___ Given data ___

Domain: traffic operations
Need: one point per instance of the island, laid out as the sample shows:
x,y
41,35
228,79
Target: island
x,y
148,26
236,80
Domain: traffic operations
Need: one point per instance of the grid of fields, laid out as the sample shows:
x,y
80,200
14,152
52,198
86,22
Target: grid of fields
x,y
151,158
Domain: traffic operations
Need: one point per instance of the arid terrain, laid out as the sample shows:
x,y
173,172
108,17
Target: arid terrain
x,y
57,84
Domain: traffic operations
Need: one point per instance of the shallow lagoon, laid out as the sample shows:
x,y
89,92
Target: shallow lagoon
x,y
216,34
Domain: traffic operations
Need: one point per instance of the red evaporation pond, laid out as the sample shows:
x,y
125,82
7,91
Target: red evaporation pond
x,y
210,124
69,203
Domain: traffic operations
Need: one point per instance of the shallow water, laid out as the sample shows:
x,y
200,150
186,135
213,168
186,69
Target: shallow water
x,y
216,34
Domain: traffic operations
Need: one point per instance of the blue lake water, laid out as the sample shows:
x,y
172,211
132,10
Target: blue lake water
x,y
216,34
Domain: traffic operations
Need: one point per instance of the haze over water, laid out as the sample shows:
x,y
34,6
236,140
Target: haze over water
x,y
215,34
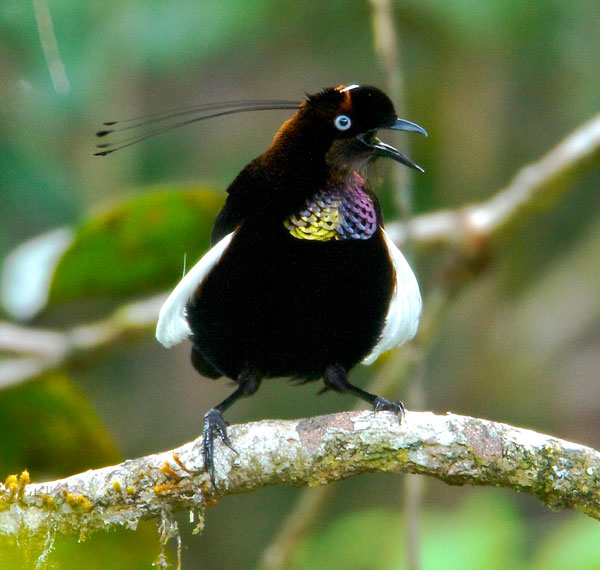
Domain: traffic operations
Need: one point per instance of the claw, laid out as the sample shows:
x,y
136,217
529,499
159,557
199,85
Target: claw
x,y
381,404
214,425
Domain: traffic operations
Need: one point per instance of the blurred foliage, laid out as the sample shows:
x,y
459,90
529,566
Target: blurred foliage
x,y
484,532
130,248
495,83
50,428
118,550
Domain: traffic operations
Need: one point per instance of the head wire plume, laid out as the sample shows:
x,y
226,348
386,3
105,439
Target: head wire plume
x,y
148,126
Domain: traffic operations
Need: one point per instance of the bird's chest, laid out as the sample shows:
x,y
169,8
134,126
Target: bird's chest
x,y
339,211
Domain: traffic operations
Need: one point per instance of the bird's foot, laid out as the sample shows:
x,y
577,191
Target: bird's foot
x,y
383,405
214,425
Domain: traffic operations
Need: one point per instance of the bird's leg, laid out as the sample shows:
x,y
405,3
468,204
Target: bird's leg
x,y
215,425
336,379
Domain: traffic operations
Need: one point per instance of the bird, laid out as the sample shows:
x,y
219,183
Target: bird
x,y
301,280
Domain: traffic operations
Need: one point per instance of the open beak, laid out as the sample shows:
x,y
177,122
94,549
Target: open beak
x,y
380,148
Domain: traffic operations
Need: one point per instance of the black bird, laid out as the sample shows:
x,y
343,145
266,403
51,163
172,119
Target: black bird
x,y
301,281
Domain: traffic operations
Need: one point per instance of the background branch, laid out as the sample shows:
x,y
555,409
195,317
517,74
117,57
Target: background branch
x,y
458,450
48,350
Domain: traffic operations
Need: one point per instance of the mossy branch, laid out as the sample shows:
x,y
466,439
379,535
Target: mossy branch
x,y
458,450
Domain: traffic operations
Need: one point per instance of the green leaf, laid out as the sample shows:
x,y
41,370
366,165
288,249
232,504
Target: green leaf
x,y
484,533
118,550
49,427
574,544
137,246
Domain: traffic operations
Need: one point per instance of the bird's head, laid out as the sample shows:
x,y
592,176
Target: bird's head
x,y
346,120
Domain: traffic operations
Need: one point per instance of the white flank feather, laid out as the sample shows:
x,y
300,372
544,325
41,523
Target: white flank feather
x,y
402,319
172,325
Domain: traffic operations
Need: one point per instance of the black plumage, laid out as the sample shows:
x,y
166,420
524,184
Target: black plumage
x,y
302,280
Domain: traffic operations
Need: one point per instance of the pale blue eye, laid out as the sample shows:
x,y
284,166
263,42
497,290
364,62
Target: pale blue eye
x,y
342,122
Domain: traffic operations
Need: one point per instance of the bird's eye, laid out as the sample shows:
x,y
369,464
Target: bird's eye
x,y
342,122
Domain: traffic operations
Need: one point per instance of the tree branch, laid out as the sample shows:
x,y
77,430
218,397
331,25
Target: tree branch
x,y
48,350
458,450
531,184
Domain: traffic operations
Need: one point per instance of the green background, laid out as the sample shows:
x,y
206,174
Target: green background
x,y
495,83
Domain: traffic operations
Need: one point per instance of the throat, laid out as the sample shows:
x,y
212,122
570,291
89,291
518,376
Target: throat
x,y
344,210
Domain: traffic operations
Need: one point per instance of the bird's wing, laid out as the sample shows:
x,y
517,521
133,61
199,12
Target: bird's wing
x,y
172,325
402,319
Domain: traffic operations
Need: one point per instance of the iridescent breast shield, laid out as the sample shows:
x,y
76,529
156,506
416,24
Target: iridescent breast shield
x,y
339,211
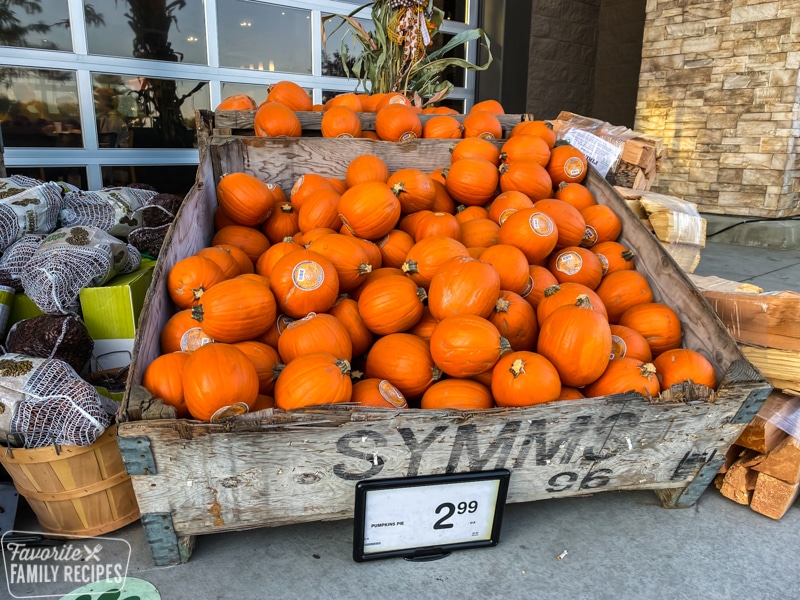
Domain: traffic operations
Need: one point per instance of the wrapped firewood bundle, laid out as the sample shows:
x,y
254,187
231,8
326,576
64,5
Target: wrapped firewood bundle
x,y
44,401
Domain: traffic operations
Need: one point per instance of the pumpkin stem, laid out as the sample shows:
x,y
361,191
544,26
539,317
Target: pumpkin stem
x,y
517,367
502,305
410,267
197,313
549,291
583,301
647,370
344,365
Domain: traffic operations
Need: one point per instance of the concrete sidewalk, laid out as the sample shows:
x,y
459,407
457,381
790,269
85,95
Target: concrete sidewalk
x,y
620,545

___

Set the pictures aside and transcribe the data above exactly.

▶ **Exercise answer**:
Domain: traffic operations
Need: one point per instance of the island, laid out as the sample shows:
x,y
41,35
228,79
Target: island
x,y
148,26
236,80
Domain: traffic operations
Need: one point per instance of the grid of fields, laid out as the sample shows:
x,y
80,200
14,152
52,198
86,22
Target: grid of fields
x,y
151,158
Domain: traffic operations
Need: one point per instance of the arid terrain, laid out as the sample shows:
x,y
173,172
108,17
Target: arid terrain
x,y
57,84
Domain: traffic operations
Need: one point per instance of the shallow lagoon, laid out as the sample shows:
x,y
89,92
Target: shallow lagoon
x,y
216,34
Domain: traffic operations
Need: one point per instance of the red evaporation pond, laid out as the sample shows:
x,y
125,82
7,91
Target: red evaporation pond
x,y
210,124
69,203
Domain: traffic operations
Need: one point per instance of the shallow water, laid out as the sample shows:
x,y
200,150
186,135
213,168
186,69
Target: shallow water
x,y
216,34
Domain: traffic operations
Need: one point per instance of the blue lake water, laid out as the sample shows:
x,y
172,211
132,10
Target: blue lake water
x,y
216,34
Domain: traffic operations
Need: one point per instance of the haze over water, laid out as the sample shows:
x,y
34,6
236,140
Target: haze over water
x,y
215,34
Domain: traffic operations
Need: one point per instance of the claw, laid out as the sample shows:
x,y
136,217
529,499
159,557
199,85
Target: claw
x,y
381,404
214,425
Domain: traffic operations
Need: one point per instance of the blurred foliage, laid out as the sample shows:
x,y
459,90
529,566
Target: blurred foliage
x,y
484,532
130,248
495,83
50,428
118,550
Domain: traffic operations
Need: one point per instance of the head wire plume, laid out as the sample shows:
x,y
226,348
386,3
105,439
Target: head wire plume
x,y
148,126
Domain: traffic operations
Need: one point per instance of the bird's chest, laid out as the sample shows:
x,y
169,8
134,126
Target: bird's chest
x,y
339,211
Domain: traffic operations
Need: one point per instance of the bird's foot, laid out as the sample shows:
x,y
577,191
Target: bird's foot
x,y
383,405
214,425
Domain: traffic operations
Need: one point per instance of the bird's leg, laid out as the sample shows:
x,y
405,3
468,204
Target: bird's leg
x,y
215,425
336,379
Domain: traffic operations
Need: one point per instance of the bird, laid out as the sample shows:
x,y
219,183
Target: bird
x,y
301,280
Domain: traffic operations
Need: one point per instance of the open beak, laid out as the sample shows:
x,y
177,122
94,549
Target: open beak
x,y
380,148
Domain: traffic operations
Need: one point per instance of the black bird, laid out as the sample shows:
x,y
343,145
266,403
51,163
172,119
Target: black bird
x,y
301,281
Domain: traffic operations
Need: one point per instance of the background branch, laid out as the sample shows:
x,y
555,409
195,317
517,74
117,57
Target: background branch
x,y
458,450
48,350
Domain: traffic operations
Need: one point per instance of the mossy branch, laid out as the sample shows:
x,y
466,439
379,535
Target: mossy branch
x,y
458,450
Domain: traffic operations
Need: one point per instance of the green leaf, laid out as the sample shows:
x,y
41,370
366,165
288,249
232,504
Target: green leaf
x,y
484,533
118,550
49,427
574,544
137,246
Domain: traffic operations
Need: one point per instance of the bird's head, laid out as the sample shows:
x,y
592,176
Target: bird's head
x,y
346,120
Domain: traffic operations
Need: one point per instance of the white flank feather, laid out as the sample shows:
x,y
300,372
544,325
41,523
Target: white flank feather
x,y
402,319
172,325
Domain: traffic operations
Need: one point per instance of the black plumage, laid out as the sample shows:
x,y
166,420
524,184
Target: black plumage
x,y
302,280
Domain: traffic operations
Need: one point per instance of the pale blue eye, laid out as the sample shows:
x,y
284,166
263,42
497,290
364,62
Target: pale blue eye
x,y
342,122
Domain: traffic operations
Need: one point per instance of the bird's eye, laid out as the sample shows:
x,y
369,464
Target: bird's eye
x,y
342,122
Domain: traffic operations
Need: one point per instance of the tree branch, laid out as the sample shows:
x,y
77,430
218,397
331,25
Target: tree branch
x,y
48,350
458,450
531,184
Domain: traffic operations
Need: one point per instance of the green background, laid out as the sample shows:
x,y
206,174
Target: green background
x,y
495,83
Domain: traffic operations
Need: one point per instance of the throat, laid out as the sample shows:
x,y
212,122
570,291
89,291
518,376
Target: throat
x,y
344,210
Domain: traffic operations
Need: one point per instance of the bird's wing, laid out as the sample shows:
x,y
517,521
133,61
199,12
Target: bird's wing
x,y
172,325
402,319
Domain: traffic operations
Need: one point per instance of the iridescent breast shield, laid out as the sample shows:
x,y
76,529
156,506
416,24
Target: iridescent breast shield
x,y
339,211
Domain: traffic operations
Need: one point per instance of the wrapped firewood bundle, laid out as the sample shows:
x,y
254,187
231,8
326,576
64,5
Target: wrapped firewood bundle
x,y
44,401
Domain: traffic operations
Need: one point per instance of the pumpkin stem, laid out as the sample shows:
x,y
361,191
544,26
539,317
Target: pumpkin stem
x,y
517,367
502,305
410,267
197,313
549,291
583,301
647,370
344,365
Domain: traffic operations
Need: one point per instance of the concrete sidewalk, laid out as the sample shows:
x,y
459,407
457,381
790,269
85,95
Target: concrete sidewalk
x,y
620,545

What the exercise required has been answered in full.